Data yang tersedia

☆ ☆ ☆ ☆ ☆ ☆ ☆

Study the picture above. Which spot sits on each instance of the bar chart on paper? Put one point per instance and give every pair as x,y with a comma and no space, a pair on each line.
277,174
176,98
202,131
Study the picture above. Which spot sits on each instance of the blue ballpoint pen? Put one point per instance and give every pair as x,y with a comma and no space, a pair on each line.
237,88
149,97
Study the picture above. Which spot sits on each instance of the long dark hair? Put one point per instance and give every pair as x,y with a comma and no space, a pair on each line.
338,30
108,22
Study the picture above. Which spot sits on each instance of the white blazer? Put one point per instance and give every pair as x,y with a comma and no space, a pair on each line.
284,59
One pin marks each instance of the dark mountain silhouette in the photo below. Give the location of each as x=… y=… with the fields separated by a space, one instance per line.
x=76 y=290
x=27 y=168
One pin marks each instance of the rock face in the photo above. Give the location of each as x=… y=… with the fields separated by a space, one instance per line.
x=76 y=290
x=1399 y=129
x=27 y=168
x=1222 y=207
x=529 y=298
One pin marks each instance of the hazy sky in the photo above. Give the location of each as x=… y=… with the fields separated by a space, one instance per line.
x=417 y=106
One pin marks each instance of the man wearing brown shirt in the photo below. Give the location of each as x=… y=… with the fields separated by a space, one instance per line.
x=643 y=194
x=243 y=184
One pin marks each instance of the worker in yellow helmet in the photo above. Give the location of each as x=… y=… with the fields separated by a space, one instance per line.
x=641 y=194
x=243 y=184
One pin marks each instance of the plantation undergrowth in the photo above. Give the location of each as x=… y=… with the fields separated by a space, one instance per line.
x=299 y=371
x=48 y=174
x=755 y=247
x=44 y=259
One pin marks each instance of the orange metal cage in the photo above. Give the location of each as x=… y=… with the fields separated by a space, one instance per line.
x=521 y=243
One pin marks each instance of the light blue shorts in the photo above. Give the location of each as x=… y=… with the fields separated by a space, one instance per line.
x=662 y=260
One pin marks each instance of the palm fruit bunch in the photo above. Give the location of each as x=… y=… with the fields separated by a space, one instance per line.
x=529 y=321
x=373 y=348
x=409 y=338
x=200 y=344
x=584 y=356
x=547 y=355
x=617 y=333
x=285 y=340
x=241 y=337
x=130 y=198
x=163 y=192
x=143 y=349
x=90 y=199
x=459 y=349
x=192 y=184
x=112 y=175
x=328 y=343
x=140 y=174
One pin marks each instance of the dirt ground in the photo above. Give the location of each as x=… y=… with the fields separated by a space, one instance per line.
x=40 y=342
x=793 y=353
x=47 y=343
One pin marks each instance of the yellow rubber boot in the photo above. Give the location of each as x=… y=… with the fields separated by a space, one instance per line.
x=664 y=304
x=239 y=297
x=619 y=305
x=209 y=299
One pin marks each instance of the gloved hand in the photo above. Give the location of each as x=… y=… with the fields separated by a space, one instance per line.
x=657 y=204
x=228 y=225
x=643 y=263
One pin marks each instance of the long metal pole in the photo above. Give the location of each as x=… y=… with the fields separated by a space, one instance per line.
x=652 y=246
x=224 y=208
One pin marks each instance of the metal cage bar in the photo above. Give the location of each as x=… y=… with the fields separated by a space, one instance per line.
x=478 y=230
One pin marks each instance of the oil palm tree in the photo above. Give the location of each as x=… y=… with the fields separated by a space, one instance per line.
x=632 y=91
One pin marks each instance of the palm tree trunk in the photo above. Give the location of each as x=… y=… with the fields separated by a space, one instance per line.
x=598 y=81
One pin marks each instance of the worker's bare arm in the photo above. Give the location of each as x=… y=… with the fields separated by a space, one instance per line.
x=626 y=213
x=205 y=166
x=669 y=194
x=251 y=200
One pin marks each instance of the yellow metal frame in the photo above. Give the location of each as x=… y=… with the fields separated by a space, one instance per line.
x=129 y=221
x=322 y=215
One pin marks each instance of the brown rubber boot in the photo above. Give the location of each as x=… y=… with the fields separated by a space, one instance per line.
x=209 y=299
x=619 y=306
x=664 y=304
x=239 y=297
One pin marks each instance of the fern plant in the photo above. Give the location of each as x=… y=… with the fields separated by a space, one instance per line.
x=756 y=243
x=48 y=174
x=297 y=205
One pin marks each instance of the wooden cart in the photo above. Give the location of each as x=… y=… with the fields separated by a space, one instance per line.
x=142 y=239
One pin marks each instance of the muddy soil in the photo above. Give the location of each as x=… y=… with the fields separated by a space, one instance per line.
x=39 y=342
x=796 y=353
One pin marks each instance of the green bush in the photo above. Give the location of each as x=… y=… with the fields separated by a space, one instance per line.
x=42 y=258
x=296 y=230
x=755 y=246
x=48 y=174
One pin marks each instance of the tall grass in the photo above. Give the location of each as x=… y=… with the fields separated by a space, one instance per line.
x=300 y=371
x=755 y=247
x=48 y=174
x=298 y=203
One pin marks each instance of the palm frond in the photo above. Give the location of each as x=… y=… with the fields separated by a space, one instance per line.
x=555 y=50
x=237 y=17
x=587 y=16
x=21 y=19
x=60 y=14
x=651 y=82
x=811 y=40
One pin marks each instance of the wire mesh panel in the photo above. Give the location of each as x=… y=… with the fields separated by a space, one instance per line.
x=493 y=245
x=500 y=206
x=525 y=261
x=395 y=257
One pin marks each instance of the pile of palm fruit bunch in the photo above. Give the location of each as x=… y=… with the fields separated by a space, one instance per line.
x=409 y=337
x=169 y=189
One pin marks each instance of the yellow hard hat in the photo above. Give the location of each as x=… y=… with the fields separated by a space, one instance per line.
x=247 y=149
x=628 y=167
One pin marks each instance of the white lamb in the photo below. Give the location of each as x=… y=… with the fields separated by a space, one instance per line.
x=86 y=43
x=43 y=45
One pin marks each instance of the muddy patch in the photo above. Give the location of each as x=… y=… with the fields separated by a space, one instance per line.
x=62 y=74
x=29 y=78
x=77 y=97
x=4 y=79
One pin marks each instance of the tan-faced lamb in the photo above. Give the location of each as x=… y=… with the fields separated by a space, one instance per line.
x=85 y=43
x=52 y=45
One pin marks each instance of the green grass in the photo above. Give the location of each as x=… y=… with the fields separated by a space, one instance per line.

☆ ☆ ☆ ☆ ☆ ☆ ☆

Perintah tugas
Susun seluruh baris dalam daftar di atas menjadi urutan bernomor, dan lewati baris yang kosong.

Hasil latihan ini
1. Study the picture above. Which spot sits on each instance of the bar chart on paper? Put one point per instance and give every pair as x,y with a comma and no space, a pair on each line.
2. 277,174
3. 176,98
4. 202,131
5. Study the picture above. Which spot sits on each instance of the blue ballpoint pen? Put one point per instance and give every pair as x,y with a comma and no space, a pair on each line.
6. 237,88
7. 149,97
8. Study the picture above. Which spot sits on each instance of the long dark hair? Put one point per instance and give every pair as x,y with a comma and no space, a pair on each line.
9. 338,30
10. 108,22
11. Study the picture above. Which spot sits on each instance of the white blazer? Put one point per instance and give every pair as x,y with a comma and no space, a pair on each line.
12. 284,59
13. One pin marks each instance of the dark mountain silhouette in the photo below. Give the location of each as x=… y=… with the fields separated by a space, one instance per line.
14. x=76 y=290
15. x=27 y=168
16. One pin marks each instance of the rock face in the photo above. Give the location of each as x=… y=… with the fields separated by a space, one instance per line.
17. x=76 y=290
18. x=1399 y=129
19. x=27 y=168
20. x=1222 y=207
21. x=529 y=298
22. One pin marks each instance of the hazy sky in the photo above. Give the location of each as x=… y=… with the fields separated by a space, one instance per line.
23. x=417 y=106
24. One pin marks each instance of the man wearing brown shirt in the photo below. Give the location of each as x=… y=… with the fields separated by a space, one instance per line.
25. x=643 y=194
26. x=243 y=184
27. One pin marks each instance of the worker in yellow helmet in the photo above. Give the location of each as x=… y=… with the fields separated by a space, one instance per line.
28. x=641 y=194
29. x=243 y=184
30. One pin marks each instance of the plantation undergrowth in the photo above. Give the location of each as x=… y=… with the fields separated by a space, one instance per line.
31. x=299 y=371
32. x=48 y=174
33. x=755 y=247
34. x=44 y=259
35. One pin marks each instance of the orange metal cage in the photo above. Give the location of each as x=… y=… with the fields separated by a space, one instance per line.
36. x=521 y=243
37. One pin marks each instance of the light blue shorts in the photo above. Give the location of each as x=… y=… with the fields separated by a space, one instance per line.
38. x=662 y=260
39. One pin marks each instance of the palm fruit bunch in the photo above. Give the location of each as x=… y=… with the fields separated by a space, one instance per line.
40. x=529 y=321
41. x=373 y=348
42. x=409 y=338
43. x=200 y=344
44. x=584 y=356
45. x=547 y=355
46. x=617 y=333
47. x=285 y=340
48. x=241 y=337
49. x=130 y=198
50. x=163 y=192
51. x=143 y=349
52. x=90 y=199
53. x=459 y=349
54. x=192 y=184
55. x=112 y=175
56. x=328 y=343
57. x=140 y=174
58. One pin marks each instance of the dirt ground in the photo above. Give the location of each as x=… y=… with the fields separated by a space, one instance per line.
59. x=40 y=342
60. x=793 y=353
61. x=47 y=343
62. One pin marks each instance of the yellow rubber boot in the photo above. Give the location of each as x=… y=… with the fields separated by a space, one instance per line.
63. x=664 y=304
64. x=239 y=297
65. x=619 y=305
66. x=209 y=299
67. One pin marks each instance of the gloved hand in the photo above. Give the location of each as x=… y=… with the fields separated by a space, one instance per line.
68. x=657 y=204
69. x=228 y=225
70. x=643 y=263
71. One pin marks each instance of the long metal pole in the photo above. Give the location of each as x=… y=… with the fields separated by a space, one instance per line.
72. x=652 y=246
73. x=224 y=208
74. One pin marks each instance of the metal cage bar in the photo above. Give the location of each as x=… y=… with the fields separated by a space, one instance per line.
75. x=478 y=230
76. One pin marks each instance of the oil palm tree in the photo above. Give the location of each as x=… y=… with the fields separated by a space, one instance per line.
77. x=632 y=91
78. One pin marks each instance of the palm tree trunk in the photo above. Give the location of each as x=… y=… with the fields separated by a space, one instance per line.
79. x=598 y=81
80. One pin marks each instance of the worker's bare arm in the photo above. Give the location of each as x=… y=… with the fields separated by a space, one instance per line.
81. x=626 y=213
82. x=205 y=166
83. x=669 y=194
84. x=251 y=200
85. One pin marks each instance of the yellow metal frame in the photo above. Give the location of each as x=… y=… with the fields separated by a space, one instance per line.
86. x=129 y=221
87. x=322 y=215
88. One pin marks each instance of the brown rubber boot in the photo above. Give the location of each as x=… y=… with the fields separated by a space, one instance per line.
89. x=209 y=299
90. x=619 y=306
91. x=664 y=304
92. x=239 y=297
93. One pin marks each instance of the fern plant in the photo above. Give the location of each as x=… y=… with the fields separated by a space, one instance per line.
94. x=756 y=243
95. x=48 y=174
96. x=297 y=205
97. One pin marks each instance of the wooden cart in the photo above. Give the location of each as x=… y=… with the fields separated by a space, one instance per line.
98. x=142 y=239
99. One pin marks each instance of the muddy soil in the photo above. Give the location of each as x=… y=… with the fields separated by a space, one instance per line.
100. x=39 y=342
101. x=796 y=353
102. One pin marks each instance of the green bush in the photo above. Give the location of each as x=… y=… with the fields separated by a space, one instance per line.
103. x=42 y=258
104. x=296 y=230
105. x=755 y=246
106. x=48 y=174
107. One pin marks each instance of the tall grass in the photo above. Give the location of each as x=… y=… with the fields separated by a space, one instance per line.
108. x=300 y=371
109. x=755 y=247
110. x=48 y=174
111. x=298 y=203
112. One pin marks each instance of the palm frond in the photo above. Give the location of each as x=… y=… with the fields separated by a space, one instance per line.
113. x=555 y=50
114. x=237 y=17
115. x=587 y=16
116. x=21 y=19
117. x=60 y=14
118. x=651 y=82
119. x=811 y=40
120. One pin marks each instance of the wire mesh panel in the photo above. Give the location of each as x=… y=… with the fields separated by a space, one instance per line.
121. x=493 y=245
122. x=500 y=206
123. x=525 y=261
124. x=395 y=257
125. One pin marks each instance of the pile of palm fruit bunch in the photo above. Give the location of each as x=… y=… with the fields separated by a space, one instance per line.
126. x=409 y=337
127. x=169 y=189
128. One pin marks each instance of the yellow hard hat in the photo above. Give the location of each as x=… y=… with the fields separated by a space, one instance per line.
129. x=247 y=149
130. x=628 y=167
131. One pin marks each instance of the white lamb in the photo below. Give the location of each as x=… y=… with the fields separated by a space, one instance per line.
132. x=86 y=43
133. x=43 y=45
134. One pin marks each instance of the muddy patch in the photo above. Give the location of each as x=… y=… with the fields separated by a space, one instance per line.
135. x=62 y=74
136. x=29 y=78
137. x=77 y=97
138. x=4 y=79
139. One pin marks each instance of the tan-faced lamb in the photo above. Give the location of each as x=… y=… with the fields separated by a space, one instance per line.
140. x=85 y=43
141. x=52 y=45
142. One pin marks each instance of the green grass in the photo above. Give the location of each as x=… y=… with the fields separated by a space, one instance per line.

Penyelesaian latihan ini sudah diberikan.